When retail therapy isn't enough
Lucy, 35, is a shopping addict. She is seriously in debt and struggling to recover both financially and emotionally from over a decade of binge consumption. "I was overweight at school and when I lost it I noticed a shift in my behaviour," she said. "I began substituting overeating with shopping. Every time I felt bad about myself, my body or my relationship, I would shop until I felt better."
This behaviour escalated in times of stress. At her worst, she was shopping online every night, hiding more than $25,000 worth of debt on a credit card that her partner didn't know about. "I was buying anything and everything," said Lucy. "Toys for the kids, hundreds of lipsticks, books - it didn't matter as long as parcels kept coming. I believed I needed and deserved all the stuff but as soon as I unwrapped it I felt guilty and empty - so I'd shop again."
Women have long used retail as a form of therapy but what's the difference between a love of shopping and full-blown addiction? Experts agree that the line may be finer than you think.
"Though not an official diagnosis, psychologists see a lot of people who are 'addicted' to shopping in that their behaviour is excessive," says clinical psychologist Jo Lamble. "They spend more time and money than they planned to, feel uneasy if they don't shop and find shopping eases emotions such as boredom, loneliness, depression, anxiety and anger."
Closest in symptoms and triggers to sexual addiction, binge shopping is often borne from a desire to fill an emotional or physiological void. "When my marriage broke down I started shopping to fill in time on the weekends," said Agatha, 55. "Being around people in the shopping mall made me feel less lonely. I'd have conversations with shop staff and they were nice to me when I was buying up big. It became a replacement for company."
Compulsive shopping is a disorder, which provides a physical rush similar to that of drugs, alcohol and gambling. "Sometimes excessive shopping is a sign of something more serious like mania, hypomania or OCD (Obsessive Compulsive Disorder)," says Lamble. "But in the majority of cases, it's a short term fix for feeling bad".
The UK's Mail Online reported that six out of 10 women admitted they do not live within their means, while four in ten women regularly lie to their partners to cover up their spending.
Sir Elton John spent close to $50 million in under two years on his shopping addiction. A famous drug addict, he replaced cocaine with consumption of a more material kind admitting to cupboards full of unworn clothes and boxes of shoes he didn't recall buying.
In 2002, television journalist, Karyn Bosnak amounted a $20,000 debt from shopping addiction. When she lost her job, she created a website savekaryn.com which asked the public to donate one dollar toward her debt. The plan worked and Karen went on to change her life, break the addiction and write Save Karyn: One Shopaholic's Journey to Debt and Back.
Popular culture glamourises excessive shopping.

> _Supplied records_
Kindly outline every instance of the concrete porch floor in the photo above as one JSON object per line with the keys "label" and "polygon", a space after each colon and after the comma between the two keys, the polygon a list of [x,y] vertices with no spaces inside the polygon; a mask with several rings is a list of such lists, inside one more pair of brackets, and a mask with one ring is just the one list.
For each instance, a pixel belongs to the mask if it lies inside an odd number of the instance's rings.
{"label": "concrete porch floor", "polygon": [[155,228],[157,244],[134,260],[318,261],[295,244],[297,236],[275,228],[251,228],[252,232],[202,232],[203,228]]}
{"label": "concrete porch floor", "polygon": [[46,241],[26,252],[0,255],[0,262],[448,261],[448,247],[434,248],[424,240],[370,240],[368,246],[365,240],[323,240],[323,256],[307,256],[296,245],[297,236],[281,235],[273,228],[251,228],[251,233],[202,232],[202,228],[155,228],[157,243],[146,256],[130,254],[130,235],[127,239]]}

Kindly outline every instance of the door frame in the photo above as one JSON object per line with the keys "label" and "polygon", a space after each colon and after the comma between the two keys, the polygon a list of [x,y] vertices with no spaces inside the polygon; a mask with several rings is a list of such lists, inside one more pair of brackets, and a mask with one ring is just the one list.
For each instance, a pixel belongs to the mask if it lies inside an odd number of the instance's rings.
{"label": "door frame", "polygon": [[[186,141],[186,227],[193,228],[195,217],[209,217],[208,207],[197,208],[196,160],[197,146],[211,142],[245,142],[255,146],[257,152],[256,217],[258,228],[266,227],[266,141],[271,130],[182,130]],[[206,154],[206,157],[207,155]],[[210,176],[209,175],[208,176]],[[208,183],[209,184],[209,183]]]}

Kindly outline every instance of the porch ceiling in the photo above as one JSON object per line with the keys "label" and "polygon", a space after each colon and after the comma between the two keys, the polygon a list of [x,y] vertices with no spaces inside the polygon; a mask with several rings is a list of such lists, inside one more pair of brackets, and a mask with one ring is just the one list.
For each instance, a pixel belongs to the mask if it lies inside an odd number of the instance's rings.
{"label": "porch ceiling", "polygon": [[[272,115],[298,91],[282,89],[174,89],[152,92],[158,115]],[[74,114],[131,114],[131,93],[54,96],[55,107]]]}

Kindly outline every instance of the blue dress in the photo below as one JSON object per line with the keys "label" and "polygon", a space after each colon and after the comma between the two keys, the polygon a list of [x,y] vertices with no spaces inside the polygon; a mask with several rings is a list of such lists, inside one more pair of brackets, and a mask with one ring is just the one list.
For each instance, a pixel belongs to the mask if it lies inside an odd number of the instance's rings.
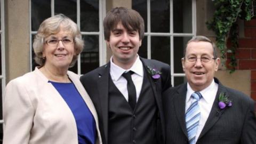
{"label": "blue dress", "polygon": [[77,127],[78,143],[94,144],[97,134],[94,118],[74,84],[49,82],[57,90],[73,113]]}

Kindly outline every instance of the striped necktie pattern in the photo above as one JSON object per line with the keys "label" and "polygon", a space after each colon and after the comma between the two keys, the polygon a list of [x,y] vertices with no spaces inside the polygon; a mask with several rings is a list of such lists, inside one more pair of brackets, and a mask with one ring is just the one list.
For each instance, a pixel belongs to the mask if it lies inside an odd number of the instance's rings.
{"label": "striped necktie pattern", "polygon": [[191,97],[193,98],[193,100],[186,112],[186,125],[189,144],[194,144],[196,142],[196,134],[200,120],[198,101],[202,96],[199,92],[195,92]]}

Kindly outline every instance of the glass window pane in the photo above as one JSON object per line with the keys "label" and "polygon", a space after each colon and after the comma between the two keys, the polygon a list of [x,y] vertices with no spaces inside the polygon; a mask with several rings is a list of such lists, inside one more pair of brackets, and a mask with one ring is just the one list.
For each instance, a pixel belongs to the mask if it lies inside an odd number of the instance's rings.
{"label": "glass window pane", "polygon": [[[2,79],[1,79],[0,81],[0,92],[1,93],[1,95],[2,95],[2,94],[3,93],[3,92],[2,92]],[[3,109],[2,109],[2,97],[1,97],[1,98],[0,98],[0,105],[1,105],[1,107],[0,107],[0,119],[3,119]],[[0,124],[0,143],[2,143],[1,142],[2,142],[2,140],[3,140],[3,124]]]}
{"label": "glass window pane", "polygon": [[54,14],[62,13],[77,22],[76,1],[54,0]]}
{"label": "glass window pane", "polygon": [[[1,22],[0,22],[1,23]],[[0,75],[3,75],[2,74],[2,34],[0,34],[0,63],[1,65],[0,66]]]}
{"label": "glass window pane", "polygon": [[45,19],[51,17],[51,0],[31,0],[31,28],[37,31]]}
{"label": "glass window pane", "polygon": [[[1,3],[0,3],[0,7],[1,7]],[[0,15],[1,15],[1,11],[0,11]],[[0,29],[2,29],[1,22],[1,21],[2,21],[1,17],[0,17]]]}
{"label": "glass window pane", "polygon": [[99,65],[99,36],[83,36],[84,48],[81,54],[81,74],[98,68]]}
{"label": "glass window pane", "polygon": [[187,42],[191,37],[174,37],[173,38],[173,58],[174,73],[183,73],[181,58]]}
{"label": "glass window pane", "polygon": [[[36,36],[36,35],[34,34],[34,35],[32,35],[31,36],[31,38],[32,38],[32,45],[33,44],[33,42],[34,42],[34,38],[35,38],[35,36]],[[37,66],[39,66],[39,65],[38,64],[37,64],[36,63],[36,62],[35,61],[35,52],[34,52],[34,49],[33,49],[33,47],[32,46],[32,47],[31,47],[31,59],[32,59],[32,70],[34,70],[35,69],[35,68]]]}
{"label": "glass window pane", "polygon": [[170,37],[151,37],[151,58],[170,64]]}
{"label": "glass window pane", "polygon": [[81,29],[82,31],[99,31],[99,1],[80,2]]}
{"label": "glass window pane", "polygon": [[132,9],[138,12],[144,20],[145,32],[148,29],[147,0],[132,0]]}
{"label": "glass window pane", "polygon": [[173,1],[173,31],[192,33],[192,1]]}
{"label": "glass window pane", "polygon": [[186,82],[187,78],[186,78],[186,77],[174,77],[174,85],[173,86],[178,86]]}
{"label": "glass window pane", "polygon": [[170,0],[150,1],[151,31],[170,32]]}
{"label": "glass window pane", "polygon": [[147,48],[148,46],[147,42],[147,37],[145,36],[142,39],[141,46],[140,47],[140,49],[139,49],[139,52],[138,52],[138,54],[139,54],[139,55],[140,55],[140,57],[146,59],[148,58],[148,50]]}

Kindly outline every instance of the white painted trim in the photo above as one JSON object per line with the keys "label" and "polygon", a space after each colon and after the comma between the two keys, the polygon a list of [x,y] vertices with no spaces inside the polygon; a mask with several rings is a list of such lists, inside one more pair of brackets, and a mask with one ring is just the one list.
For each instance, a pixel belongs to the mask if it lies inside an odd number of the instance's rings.
{"label": "white painted trim", "polygon": [[[4,25],[4,1],[1,0],[1,57],[2,57],[2,107],[3,109],[3,95],[4,93],[4,89],[5,88],[6,75],[5,75],[5,25]],[[0,124],[4,123],[4,120],[0,120]]]}

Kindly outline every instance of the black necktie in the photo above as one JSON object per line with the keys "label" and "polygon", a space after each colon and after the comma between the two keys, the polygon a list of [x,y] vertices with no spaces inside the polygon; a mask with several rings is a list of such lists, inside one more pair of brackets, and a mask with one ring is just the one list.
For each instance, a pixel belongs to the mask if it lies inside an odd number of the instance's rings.
{"label": "black necktie", "polygon": [[129,71],[127,73],[124,73],[122,76],[127,80],[127,90],[128,91],[128,101],[130,106],[132,109],[134,109],[136,105],[136,89],[134,84],[132,82],[131,75],[134,73],[132,71]]}

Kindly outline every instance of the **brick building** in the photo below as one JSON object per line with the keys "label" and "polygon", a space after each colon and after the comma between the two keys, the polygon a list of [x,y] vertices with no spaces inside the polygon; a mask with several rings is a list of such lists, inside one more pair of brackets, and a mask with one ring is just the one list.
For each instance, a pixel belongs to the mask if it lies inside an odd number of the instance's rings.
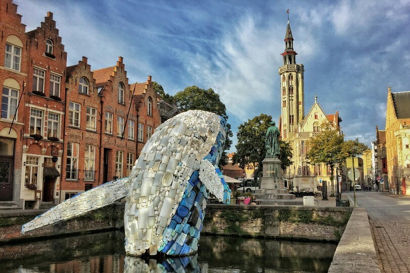
{"label": "brick building", "polygon": [[52,205],[127,176],[161,124],[151,77],[130,85],[122,57],[67,67],[51,12],[26,32],[17,6],[0,0],[0,208]]}

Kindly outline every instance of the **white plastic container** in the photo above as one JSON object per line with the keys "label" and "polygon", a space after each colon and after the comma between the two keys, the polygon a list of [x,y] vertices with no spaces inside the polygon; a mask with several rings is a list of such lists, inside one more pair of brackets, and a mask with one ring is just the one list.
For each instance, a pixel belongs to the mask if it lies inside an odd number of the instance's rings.
{"label": "white plastic container", "polygon": [[314,206],[314,196],[303,196],[304,206]]}

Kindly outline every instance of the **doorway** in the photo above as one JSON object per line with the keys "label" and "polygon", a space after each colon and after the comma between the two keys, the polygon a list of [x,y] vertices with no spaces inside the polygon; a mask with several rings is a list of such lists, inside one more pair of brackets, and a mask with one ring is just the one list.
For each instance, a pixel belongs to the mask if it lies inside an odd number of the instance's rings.
{"label": "doorway", "polygon": [[0,138],[0,201],[13,201],[14,140]]}
{"label": "doorway", "polygon": [[108,159],[110,155],[110,149],[104,148],[104,167],[103,168],[103,183],[106,183],[108,182]]}
{"label": "doorway", "polygon": [[42,192],[43,202],[54,201],[54,185],[56,184],[56,178],[52,178],[48,176],[44,178]]}

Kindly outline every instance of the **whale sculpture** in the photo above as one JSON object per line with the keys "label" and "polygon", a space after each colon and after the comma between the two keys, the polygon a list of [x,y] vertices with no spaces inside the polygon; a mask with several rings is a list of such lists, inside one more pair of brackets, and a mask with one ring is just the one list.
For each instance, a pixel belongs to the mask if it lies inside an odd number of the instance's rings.
{"label": "whale sculpture", "polygon": [[129,177],[73,196],[23,225],[21,232],[125,197],[127,254],[195,253],[209,194],[223,203],[230,201],[231,190],[217,168],[225,135],[226,122],[216,114],[180,114],[155,130]]}

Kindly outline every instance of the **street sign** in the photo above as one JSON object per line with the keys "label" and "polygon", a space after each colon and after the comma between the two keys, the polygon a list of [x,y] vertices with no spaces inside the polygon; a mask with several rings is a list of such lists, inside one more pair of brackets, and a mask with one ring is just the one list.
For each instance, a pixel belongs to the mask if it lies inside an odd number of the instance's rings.
{"label": "street sign", "polygon": [[[349,170],[349,172],[347,172],[347,177],[349,179],[353,181],[353,169],[351,169]],[[354,179],[355,180],[357,180],[360,177],[360,172],[359,170],[357,169],[354,169]]]}

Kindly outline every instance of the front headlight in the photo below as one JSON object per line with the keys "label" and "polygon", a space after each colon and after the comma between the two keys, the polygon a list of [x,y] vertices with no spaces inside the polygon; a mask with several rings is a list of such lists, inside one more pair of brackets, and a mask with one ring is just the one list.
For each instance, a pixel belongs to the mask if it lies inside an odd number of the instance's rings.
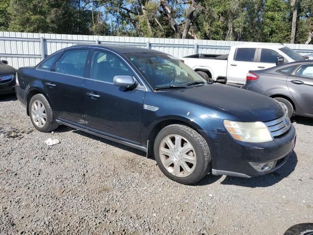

> _What is expected_
In the article on shopping addiction, which emotions does the clinical psychologist say shopping eases? List all of them.

> _Answer space_
Boredom, loneliness, depression, anxiety and anger.